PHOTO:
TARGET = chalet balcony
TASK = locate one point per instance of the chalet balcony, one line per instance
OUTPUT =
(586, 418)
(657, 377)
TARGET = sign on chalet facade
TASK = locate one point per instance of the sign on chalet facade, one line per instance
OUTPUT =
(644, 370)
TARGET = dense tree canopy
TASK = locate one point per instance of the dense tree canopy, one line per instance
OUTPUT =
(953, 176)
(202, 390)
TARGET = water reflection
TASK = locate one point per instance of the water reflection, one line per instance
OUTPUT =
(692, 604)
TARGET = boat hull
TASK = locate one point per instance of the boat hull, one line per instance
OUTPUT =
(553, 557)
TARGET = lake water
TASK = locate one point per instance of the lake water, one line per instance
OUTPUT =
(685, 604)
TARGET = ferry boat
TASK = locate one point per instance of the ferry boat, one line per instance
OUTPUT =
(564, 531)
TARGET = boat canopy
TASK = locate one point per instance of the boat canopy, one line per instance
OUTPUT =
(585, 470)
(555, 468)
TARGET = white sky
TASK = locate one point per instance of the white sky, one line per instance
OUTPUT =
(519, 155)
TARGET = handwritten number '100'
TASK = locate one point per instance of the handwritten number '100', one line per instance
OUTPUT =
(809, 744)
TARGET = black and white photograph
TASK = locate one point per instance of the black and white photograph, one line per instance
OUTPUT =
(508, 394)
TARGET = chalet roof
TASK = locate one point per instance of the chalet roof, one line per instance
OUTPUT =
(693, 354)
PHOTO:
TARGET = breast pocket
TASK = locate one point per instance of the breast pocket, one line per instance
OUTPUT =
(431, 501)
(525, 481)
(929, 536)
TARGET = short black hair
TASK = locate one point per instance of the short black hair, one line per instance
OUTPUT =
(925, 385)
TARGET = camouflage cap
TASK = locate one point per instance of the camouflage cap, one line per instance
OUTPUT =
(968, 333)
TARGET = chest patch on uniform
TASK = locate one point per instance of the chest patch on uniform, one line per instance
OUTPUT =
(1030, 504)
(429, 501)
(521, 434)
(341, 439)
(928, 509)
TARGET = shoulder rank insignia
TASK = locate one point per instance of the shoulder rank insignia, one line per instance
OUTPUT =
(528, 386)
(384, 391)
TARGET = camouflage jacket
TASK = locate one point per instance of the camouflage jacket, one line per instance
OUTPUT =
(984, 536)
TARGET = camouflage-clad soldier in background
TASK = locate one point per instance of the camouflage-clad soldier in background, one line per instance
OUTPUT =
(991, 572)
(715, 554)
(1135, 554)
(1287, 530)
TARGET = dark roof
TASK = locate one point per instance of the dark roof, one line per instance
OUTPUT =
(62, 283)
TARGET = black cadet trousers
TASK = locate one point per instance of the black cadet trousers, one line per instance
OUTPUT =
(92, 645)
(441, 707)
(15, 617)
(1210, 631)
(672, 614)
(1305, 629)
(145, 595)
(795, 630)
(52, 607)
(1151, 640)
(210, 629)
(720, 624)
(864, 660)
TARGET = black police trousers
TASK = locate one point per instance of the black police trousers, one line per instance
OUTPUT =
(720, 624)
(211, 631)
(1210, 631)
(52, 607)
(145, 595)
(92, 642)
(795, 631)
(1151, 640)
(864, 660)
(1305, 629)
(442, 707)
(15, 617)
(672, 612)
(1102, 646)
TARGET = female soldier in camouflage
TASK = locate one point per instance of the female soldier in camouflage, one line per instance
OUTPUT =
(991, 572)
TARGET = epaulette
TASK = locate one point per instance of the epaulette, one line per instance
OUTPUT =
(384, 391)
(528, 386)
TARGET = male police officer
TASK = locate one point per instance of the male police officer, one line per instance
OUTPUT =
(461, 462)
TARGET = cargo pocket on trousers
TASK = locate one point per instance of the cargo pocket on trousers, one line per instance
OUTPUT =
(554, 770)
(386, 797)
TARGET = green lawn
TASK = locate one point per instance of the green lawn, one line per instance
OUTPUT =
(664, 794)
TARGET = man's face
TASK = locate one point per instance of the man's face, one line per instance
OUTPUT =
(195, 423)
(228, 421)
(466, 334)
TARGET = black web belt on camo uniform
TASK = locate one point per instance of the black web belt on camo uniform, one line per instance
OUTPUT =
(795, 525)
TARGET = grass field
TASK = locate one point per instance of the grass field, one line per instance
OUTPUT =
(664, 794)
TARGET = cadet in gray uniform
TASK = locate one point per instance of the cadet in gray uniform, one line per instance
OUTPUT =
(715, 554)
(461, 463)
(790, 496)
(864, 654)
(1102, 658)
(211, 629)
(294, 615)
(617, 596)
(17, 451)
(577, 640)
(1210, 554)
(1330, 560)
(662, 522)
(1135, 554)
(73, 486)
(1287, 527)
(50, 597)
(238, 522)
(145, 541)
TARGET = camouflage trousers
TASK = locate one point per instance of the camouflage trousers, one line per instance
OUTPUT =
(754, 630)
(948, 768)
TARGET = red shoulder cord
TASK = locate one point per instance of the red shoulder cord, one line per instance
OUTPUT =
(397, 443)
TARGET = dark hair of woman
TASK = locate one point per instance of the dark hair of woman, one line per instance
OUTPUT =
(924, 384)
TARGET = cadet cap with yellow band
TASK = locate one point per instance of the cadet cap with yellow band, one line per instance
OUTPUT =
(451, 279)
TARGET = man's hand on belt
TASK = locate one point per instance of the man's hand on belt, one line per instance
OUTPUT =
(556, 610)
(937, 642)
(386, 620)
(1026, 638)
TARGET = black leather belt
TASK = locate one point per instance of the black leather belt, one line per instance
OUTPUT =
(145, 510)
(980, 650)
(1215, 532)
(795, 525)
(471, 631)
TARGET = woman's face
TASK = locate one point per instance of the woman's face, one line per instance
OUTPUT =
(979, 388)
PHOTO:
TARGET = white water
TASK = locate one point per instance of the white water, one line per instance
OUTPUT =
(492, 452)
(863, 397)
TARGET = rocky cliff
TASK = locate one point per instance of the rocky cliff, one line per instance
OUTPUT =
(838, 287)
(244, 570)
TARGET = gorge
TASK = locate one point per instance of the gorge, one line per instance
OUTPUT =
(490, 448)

What needs to be done >> Edit the material above so that every occurrence of "locate" reads "mark", leaving all other text unchanged.

Complete response >>
PHOTO:
TARGET = chalet balcony
TASK = mark one point per instance of the chalet balcony, one line per instance
OUTPUT =
(586, 418)
(657, 377)
TARGET = sign on chalet facade
TASK = mark one point per instance of the sign on chalet facade, one line per instance
OUTPUT =
(644, 370)
TARGET = dense tree canopy
TASK = mark one point per instance of the dense tree canopy, one line per instance
OUTPUT =
(953, 176)
(202, 390)
TARGET = water reflection
TASK = mark one point per instance of the water reflection, one line per instance
OUTPUT =
(692, 604)
TARGET = boat hull
TASK = mark one point per instance of the boat hull, one line per instance
OUTPUT =
(553, 557)
TARGET = lake water
TASK = mark one point per instance of the lake water, one line per instance
OUTPUT =
(685, 604)
TARGET = ferry boat
TASK = mark one point per instance of the ferry boat, one line per instance
OUTPUT =
(564, 531)
TARGET = boat canopy
TASK = mark one point per instance of the boat canopy, one line per instance
OUTPUT =
(585, 470)
(555, 468)
TARGET = white sky
TASK = mark one point per instance of the white sky, one line per instance
OUTPUT =
(519, 155)
TARGET = handwritten number '100'
TASK = mark one point per instance of the handwritten number '100', one line per instance
OUTPUT =
(809, 744)
TARGET = black and white photograph
TASK = mark one point per instance of the black and white photograph, one line per instance
OUTPUT =
(508, 394)
TARGET = chalet roof
TASK = mark one point per instance of the chalet roof, one line per instance
OUTPUT =
(693, 354)
PHOTO:
TARGET = breast pocket
TASK = mark one point per instance of the breast pocket, one line per instance
OUTPUT =
(431, 501)
(525, 481)
(929, 536)
TARGET = short black hair
TASK = mark one point per instance of the short black hair, one line per instance
OUTPUT =
(925, 385)
TARGET = camouflage cap
TASK = mark one point per instance of the camouflage cap, one line per instance
OUTPUT =
(968, 333)
TARGET = chest patch on uniform
TASK = mark one point per instance of the chest patch on uniform, one line per instance
OUTPUT =
(1030, 504)
(429, 501)
(521, 434)
(341, 439)
(928, 509)
TARGET = shoulder rank insignia
TASK = mark one point per instance of the shoulder rank insignia, one line per instance
OUTPUT =
(528, 386)
(384, 391)
TARGET = camouflage jacket
TASK = mark one point per instance of the camouflage jacket, one line per instance
OUTPUT =
(984, 536)
TARGET = camouflage-clad soldier in background
TASK = mark one point per instance of the camouflage-clad soldier in background, one line per instance
OUTPUT =
(991, 572)
(715, 554)
(1135, 554)
(1287, 530)
TARGET = dark roof
TASK = mark one point per instance of the dark roof, one line per instance
OUTPUT =
(62, 283)
TARGET = black cadet trousers
TASK = mark one point per instance of the black cadet trousers, one line per instance
OUTPUT =
(92, 645)
(441, 707)
(15, 617)
(1210, 631)
(672, 614)
(1305, 629)
(145, 595)
(795, 630)
(52, 607)
(1151, 640)
(210, 629)
(720, 624)
(864, 660)
TARGET = black police trousers
TASK = mark one point per instance of the black police trousers, one line per instance
OUTPUT =
(720, 624)
(211, 631)
(1210, 631)
(52, 607)
(145, 595)
(92, 642)
(795, 631)
(1151, 640)
(864, 660)
(1305, 629)
(442, 707)
(15, 617)
(672, 612)
(1102, 646)
TARGET = female soldier in camouflage
TASK = mark one point per instance of the female soldier in camouflage, one line per instance
OUTPUT =
(991, 572)
TARGET = epaulette
TASK = mark one point per instance of the epaulette, one line per instance
OUTPUT =
(384, 391)
(528, 386)
TARGET = male police officer
TASK = mark one point per instance of the male police officer, one line per instance
OUTPUT =
(461, 462)
TARGET = cargo pocket on trousers
TASK = mark one point per instance of the cargo pocket on trousers, one line per instance
OUTPUT =
(554, 770)
(386, 797)
TARGET = green lawn
TASK = mark one point per instance of the green lawn, one line per instance
OUTPUT =
(664, 794)
TARGET = man's face
TASK = mark one point per instance of the man's face, one line per instance
OUTPUT =
(195, 423)
(228, 421)
(466, 334)
TARGET = black web belt on camo uniform
TASK = mark one point per instance of the black web belt on camo uniform, one line per instance
OUTPUT =
(795, 525)
TARGET = grass field
TASK = mark one point per instance of the grass field, one line per instance
OUTPUT =
(664, 794)
TARGET = cadet in gray uniform
TASK = mark one point per instance of the cadet in gray uniform, one line per instance
OUTPUT =
(715, 554)
(461, 463)
(790, 496)
(864, 654)
(1102, 658)
(211, 629)
(294, 615)
(617, 596)
(17, 451)
(577, 640)
(1210, 554)
(1330, 560)
(662, 522)
(1135, 554)
(73, 486)
(1287, 527)
(50, 597)
(238, 522)
(145, 541)
TARGET = camouflage trousers
TASK = mark one point per instance of the camouflage trousers, one line per instance
OUTPUT =
(754, 630)
(948, 768)
TARGET = red shoulder cord
TASK = mark one point per instance of the red shoulder cord, one line per instance
OUTPUT =
(397, 443)
TARGET = dark hair of woman
TASK = mark one point per instance of the dark hair of woman, one line per instance
OUTPUT =
(924, 384)
TARGET = cadet cap with yellow band
TASK = mark one point per instance of the cadet cap with yellow band, one line per instance
OUTPUT =
(451, 279)
TARGET = man's hand on belt
TASK = mark one point per instance of the man's hand on belt, one line per instance
OUTPUT =
(556, 610)
(937, 642)
(386, 620)
(1026, 638)
TARGET = black leather belt
TASK = mark one point per instance of the black leather belt, one line per instance
OUTPUT =
(145, 510)
(980, 650)
(1215, 532)
(795, 525)
(471, 631)
TARGET = woman's face
TASK = mark one point per instance of the woman's face, one line per instance
OUTPUT =
(979, 388)
PHOTO:
TARGET = white water
TASK = mark one point per instance of the white water, one line per instance
OUTPUT =
(492, 452)
(863, 397)
TARGET = rocky cliff
TASK = mark one point per instance of the rocky cliff, one line per instance
OUTPUT =
(838, 287)
(244, 570)
TARGET = gorge
TASK = mark one point per instance of the gorge, one line per instance
OUTPUT =
(490, 448)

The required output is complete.